_ОТРЫВОК ТЕКСТА_
──────────

Эта линия поведения Ушакова была подсказана Исаковым, о чем он в статье, конечно, умалчивает. Самое смешное и, я сказал бы, трогательное — Исаков объясняет свою подсказку по видимости вполне научно: «Такое поведение флагмана на полуюте… является традиционным для русского флота».

И вот почему:

«… Стоя в бою перед бизань-мачтой, адмирал видел как на ладони всю верхнюю часть корабля: шканцы, опер-дек, бак и работу марсовых на мачтах. Но зато он был виден со всех сторон, оставаясь абсолютно незащищенным не только от ядер, осколков и пуль (при сближении на картечный выстрел), но и от взоров своих подчиненных. Это надо помнить при сопоставлении поведения Ушакова с поведением командира или флагмана последующей эпохи, когда броня закрыла командный пункт и от снарядов и от экипажа».

Хитрил Исаков. Все объяснялось гораздо проще, и всех этих тонкостей старинной морской баталии не знал ни я, 249 когда писал сценарий, ни Михаил Ильич Ромм, когда фильм снимался.

Все дело в том, что однажды Исаков наблюдал во время наисовременного морского боя, в Великую Отечественную войну, командующего Азовской военной флотилией адмирала Горшкова, нынешнего Главнокомандующего Военно-Морскими Силами.

Бой был жаркий, вероятно, не менее, чем старинные ушаковские баталии, и чем жарче он становился, тем тише отдавал приказания советский адмирал.

Когда все кипело, клокотало и бушевало — голос его доходил до шепота, интонация — до полного бесстрастия, лицо — до совершенной неподвижности.

Деталь, столь восхитившая Ромма, что он сделал ее точкой художественного отсчета для всей трактовки образа Ушакова.

В рамки научной консультации отнюдь не входило обучение галантным манерам нынешних молодых артистов, облаченных в пышные перья послов иностранных держав и приближенных императрицы, однако Исаков в поисках исторической достоверности и художественной правды занимался и этим.

И даже — наглядным примером, особенно насущным в наш не слишком вежливый век.

Меня вызвал на съемки Михаил Ильич — нужно было дописать какие-то тексты для сцены в потемкинском дворце.

Предстоял выход Екатерины. Со всей свитой. Даже с очередным фаворитом. Мне на него не хватило места в сценарии, и я просто обозначил его, написав, что бывшую принцессу Ангальт-Цербскую, ставшую российским самодержцем, сопровождает «томный и необыкновенно красивый Ланской». О том, что он был томен и необыкновенно красив, я вычитал в жизнеописании Екатерины, написанном Валишевским, со всем перечислением ее любовников, и своими двумя строчками поставил ассистентов Михаила Ильича в труднейшее положение — с ног сбились, пока наконец не нашли артиста, соответствующего этой кондиции.

──────────

_СПИСОК ДАННЫХ_

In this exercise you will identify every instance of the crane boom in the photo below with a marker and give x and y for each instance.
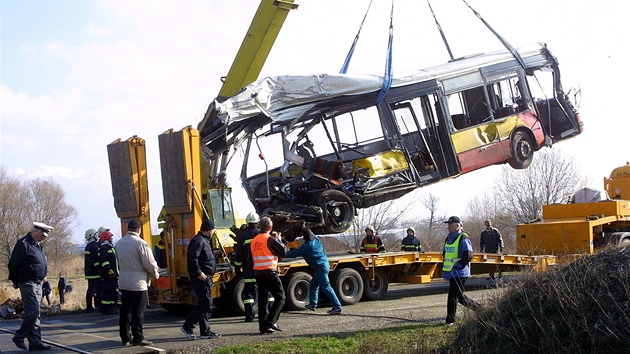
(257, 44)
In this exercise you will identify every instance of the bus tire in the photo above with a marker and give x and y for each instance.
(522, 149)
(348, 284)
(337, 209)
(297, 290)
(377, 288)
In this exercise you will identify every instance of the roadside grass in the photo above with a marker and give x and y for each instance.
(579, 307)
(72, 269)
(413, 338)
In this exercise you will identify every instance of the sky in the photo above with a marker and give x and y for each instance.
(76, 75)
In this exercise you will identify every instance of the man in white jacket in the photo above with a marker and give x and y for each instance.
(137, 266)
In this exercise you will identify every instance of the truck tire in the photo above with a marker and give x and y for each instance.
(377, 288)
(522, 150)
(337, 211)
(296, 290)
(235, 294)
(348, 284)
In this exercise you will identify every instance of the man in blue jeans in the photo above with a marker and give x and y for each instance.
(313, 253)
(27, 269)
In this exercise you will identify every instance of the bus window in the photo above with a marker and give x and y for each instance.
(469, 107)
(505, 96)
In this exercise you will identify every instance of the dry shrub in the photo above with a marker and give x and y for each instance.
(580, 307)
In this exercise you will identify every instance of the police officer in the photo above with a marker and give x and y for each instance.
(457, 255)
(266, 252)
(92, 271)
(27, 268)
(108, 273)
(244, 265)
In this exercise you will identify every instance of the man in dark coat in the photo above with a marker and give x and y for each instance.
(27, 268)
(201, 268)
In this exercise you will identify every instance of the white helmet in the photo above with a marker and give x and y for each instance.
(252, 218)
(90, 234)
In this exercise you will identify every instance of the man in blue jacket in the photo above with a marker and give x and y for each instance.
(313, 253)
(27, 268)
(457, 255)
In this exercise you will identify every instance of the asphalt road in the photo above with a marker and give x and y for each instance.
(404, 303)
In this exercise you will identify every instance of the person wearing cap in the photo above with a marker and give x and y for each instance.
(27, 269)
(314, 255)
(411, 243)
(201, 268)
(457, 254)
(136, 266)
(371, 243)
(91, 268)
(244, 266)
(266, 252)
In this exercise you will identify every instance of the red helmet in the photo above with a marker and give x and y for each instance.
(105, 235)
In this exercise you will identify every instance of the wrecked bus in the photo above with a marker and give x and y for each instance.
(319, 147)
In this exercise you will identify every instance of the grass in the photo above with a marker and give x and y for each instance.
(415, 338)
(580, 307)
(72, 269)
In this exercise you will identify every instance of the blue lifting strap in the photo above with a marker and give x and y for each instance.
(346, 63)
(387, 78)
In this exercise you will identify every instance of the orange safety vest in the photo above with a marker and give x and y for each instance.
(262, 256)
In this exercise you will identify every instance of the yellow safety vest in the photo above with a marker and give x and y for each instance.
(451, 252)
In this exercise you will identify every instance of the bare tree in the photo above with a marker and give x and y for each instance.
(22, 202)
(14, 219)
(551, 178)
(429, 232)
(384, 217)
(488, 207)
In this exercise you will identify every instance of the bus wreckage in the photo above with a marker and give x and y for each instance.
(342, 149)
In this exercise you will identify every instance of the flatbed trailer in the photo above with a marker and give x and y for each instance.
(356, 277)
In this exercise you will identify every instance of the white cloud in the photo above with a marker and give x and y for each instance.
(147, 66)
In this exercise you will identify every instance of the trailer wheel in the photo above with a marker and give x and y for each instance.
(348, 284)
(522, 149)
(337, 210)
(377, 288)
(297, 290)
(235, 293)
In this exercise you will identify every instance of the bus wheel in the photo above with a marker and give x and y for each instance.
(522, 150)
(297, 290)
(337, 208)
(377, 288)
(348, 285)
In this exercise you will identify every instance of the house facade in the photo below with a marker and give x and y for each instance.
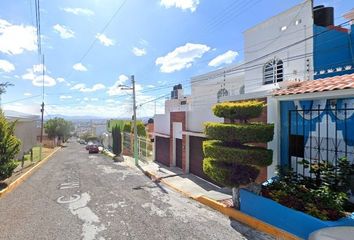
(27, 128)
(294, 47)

──────────

_ЧТО СДЕЛАТЬ_
A: Ответьте на вопросы по отрывку о консультациях Исакова:
(i) Перед какой мачтой, по словам Исакова, стоял адмирал в бою?
(ii) Кого Исаков наблюдал во время морского боя в Великую Отечественную войну?
(iii) Из какой книги автор узнал, что Ланской был томен и необыкновенно красив?
B: Подхватите отрывок о консультациях Исакова и продолжите его после последнего предложения.
Данные здесь ни при чём.

_ОТВЕТЫ ПО ПУНКТАМ_
A:
(i) Перед бизань-мачтой.
(ii) Адмирала Горшкова, командующего Азовской военной флотилией.
(iii) Из жизнеописания Екатерины, написанного Валишевским.

B:
Был час ночи, когда мы с женой вошли в павильон.

И одна из тех кинопауз, когда никто не понимает, почему и из-за чего вдруг все остановилось — то ли нет одной перчатки у посла, то ли не хватило для фрейлин вееров из страусовых перьев, а то, может, у кого-то из вельмож отклеился ус… Кто знает? Никто.

250 Сидели все, развалясь, в старинных креслицах и диванчиках. Рядом с «томным и необыкновенно красивым Ланским», вытянувшим длинные ноги в туфлях с красными каблуками, сидел, как всегда подтянутый и собранный, адмирал Исаков, приглашенный Роммом на эту ответственную съемку. Костыли его были прислонены к ручкам елизаветинского кресла.

Когда мы вошли — никто из актеров не изменил поз, кто-то помахал рукой в знак привета, кто-то кивнул головой, один Исаков, увидев вошедшую в павильон даму, вскочил, не взяв костылей, и, проскакав на одной ноге, поцеловал ей руку. Свершив сей обряд, так же непринужденно, на одной ноге, проскакал обратно. Но не сел, пока не села дама.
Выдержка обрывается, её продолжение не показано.